WORK ITEM -> From the records below, transcribe only the lines running from the one with "Target: wooden utility pole" through the one with "Every instance gets one point. Tag the orange". Keep both of those end lines.

Point localization data ->

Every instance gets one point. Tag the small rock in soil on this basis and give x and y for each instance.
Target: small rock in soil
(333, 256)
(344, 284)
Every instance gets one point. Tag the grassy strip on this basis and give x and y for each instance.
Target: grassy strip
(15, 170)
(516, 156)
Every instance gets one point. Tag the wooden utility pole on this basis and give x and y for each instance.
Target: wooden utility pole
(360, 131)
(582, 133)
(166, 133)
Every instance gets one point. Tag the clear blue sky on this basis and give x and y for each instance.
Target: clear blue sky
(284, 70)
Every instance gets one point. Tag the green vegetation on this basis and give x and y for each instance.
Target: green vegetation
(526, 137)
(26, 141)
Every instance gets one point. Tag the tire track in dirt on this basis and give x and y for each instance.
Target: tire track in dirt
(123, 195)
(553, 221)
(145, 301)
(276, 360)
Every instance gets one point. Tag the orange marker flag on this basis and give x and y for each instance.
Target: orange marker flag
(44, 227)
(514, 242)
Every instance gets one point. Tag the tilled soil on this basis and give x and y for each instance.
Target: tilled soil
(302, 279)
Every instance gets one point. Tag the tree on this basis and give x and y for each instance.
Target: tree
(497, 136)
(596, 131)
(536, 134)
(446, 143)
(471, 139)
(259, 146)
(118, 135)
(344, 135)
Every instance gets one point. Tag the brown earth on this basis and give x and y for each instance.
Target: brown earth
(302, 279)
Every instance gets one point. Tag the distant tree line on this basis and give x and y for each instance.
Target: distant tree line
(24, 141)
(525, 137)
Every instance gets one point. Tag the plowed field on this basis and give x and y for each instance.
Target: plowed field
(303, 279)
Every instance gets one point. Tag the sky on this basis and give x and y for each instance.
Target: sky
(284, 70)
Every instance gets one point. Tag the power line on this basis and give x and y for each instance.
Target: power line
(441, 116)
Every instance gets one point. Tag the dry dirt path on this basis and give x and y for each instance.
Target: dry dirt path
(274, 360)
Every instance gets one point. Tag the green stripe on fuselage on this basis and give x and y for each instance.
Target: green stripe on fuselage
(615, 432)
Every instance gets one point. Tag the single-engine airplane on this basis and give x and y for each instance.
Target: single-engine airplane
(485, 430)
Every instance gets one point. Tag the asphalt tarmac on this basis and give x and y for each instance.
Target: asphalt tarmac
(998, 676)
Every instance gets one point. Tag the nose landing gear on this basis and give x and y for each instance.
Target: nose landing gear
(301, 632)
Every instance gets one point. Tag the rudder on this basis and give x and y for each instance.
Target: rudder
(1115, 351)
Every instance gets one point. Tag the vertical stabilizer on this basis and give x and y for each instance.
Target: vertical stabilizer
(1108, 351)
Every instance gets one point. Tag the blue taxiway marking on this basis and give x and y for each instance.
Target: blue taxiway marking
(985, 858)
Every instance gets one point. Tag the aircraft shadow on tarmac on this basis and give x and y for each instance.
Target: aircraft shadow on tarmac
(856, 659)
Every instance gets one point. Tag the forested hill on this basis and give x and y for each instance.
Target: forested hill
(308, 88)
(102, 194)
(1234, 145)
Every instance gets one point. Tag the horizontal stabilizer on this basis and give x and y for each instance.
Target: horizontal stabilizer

ANSWER TO THIS TASK ->
Target: wooden utility pole
(360, 131)
(582, 133)
(166, 133)
Every instance gets one point. Tag the clear blue sky on this basis and give x and y for each instance.
Target: clear blue sky
(284, 70)
Every instance gets one point. Tag the green vegetation on this basis and give x and y for each instance.
Target: green vegetation
(526, 137)
(26, 141)
Every instance gets one point. Tag the tire track in dirt on this basis and give x and y for each instance.
Target: tire track in dirt
(123, 195)
(553, 221)
(145, 301)
(276, 360)
Every instance gets one point. Tag the orange marker flag on this basis and give x and y for each instance.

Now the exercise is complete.